# [What you are asked to do]
Print the listing below word for word, from its first line up to and including the line that contains "[[594, 280], [519, 397]]".

# [Extracted records]

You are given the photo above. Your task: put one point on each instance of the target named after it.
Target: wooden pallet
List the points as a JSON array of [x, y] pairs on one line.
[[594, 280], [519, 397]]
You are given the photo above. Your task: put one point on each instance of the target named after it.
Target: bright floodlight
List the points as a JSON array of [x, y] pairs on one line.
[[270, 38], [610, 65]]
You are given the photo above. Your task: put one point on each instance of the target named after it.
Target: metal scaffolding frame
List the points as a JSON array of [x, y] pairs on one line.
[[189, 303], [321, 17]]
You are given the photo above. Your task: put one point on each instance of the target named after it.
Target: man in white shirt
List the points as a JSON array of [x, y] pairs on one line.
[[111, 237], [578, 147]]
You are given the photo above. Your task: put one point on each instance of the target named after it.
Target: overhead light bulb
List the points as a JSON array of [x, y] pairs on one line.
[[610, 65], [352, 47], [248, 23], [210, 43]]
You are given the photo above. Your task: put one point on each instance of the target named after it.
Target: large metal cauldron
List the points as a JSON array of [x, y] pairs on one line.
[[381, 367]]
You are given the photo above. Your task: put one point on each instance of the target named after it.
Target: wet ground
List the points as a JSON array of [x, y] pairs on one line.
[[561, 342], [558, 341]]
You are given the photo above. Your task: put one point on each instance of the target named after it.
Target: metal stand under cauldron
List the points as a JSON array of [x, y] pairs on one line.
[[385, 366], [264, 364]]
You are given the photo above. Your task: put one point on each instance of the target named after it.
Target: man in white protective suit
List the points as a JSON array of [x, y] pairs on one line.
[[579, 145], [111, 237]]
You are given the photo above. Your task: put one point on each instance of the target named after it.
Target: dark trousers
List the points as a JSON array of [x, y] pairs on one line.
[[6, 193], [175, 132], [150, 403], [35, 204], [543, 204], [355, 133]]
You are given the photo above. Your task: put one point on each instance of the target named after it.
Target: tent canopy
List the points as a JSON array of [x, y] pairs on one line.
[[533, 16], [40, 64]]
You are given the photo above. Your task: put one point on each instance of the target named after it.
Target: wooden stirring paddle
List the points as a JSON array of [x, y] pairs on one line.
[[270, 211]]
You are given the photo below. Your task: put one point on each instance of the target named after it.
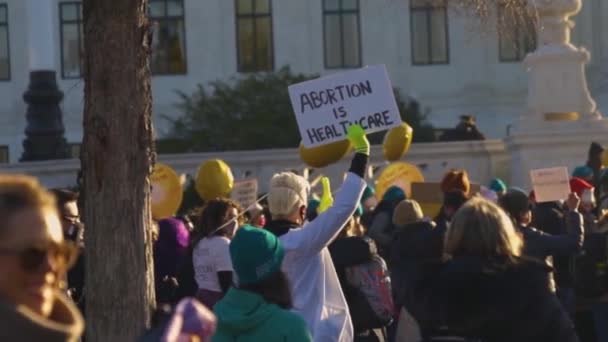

# [Response]
You are given the photo above. Your task: put one point on each instance of the target named after it.
Target: wooden pallet
List the points as a JSON array of [x, y] pairs on one line.
[[594, 280], [519, 397]]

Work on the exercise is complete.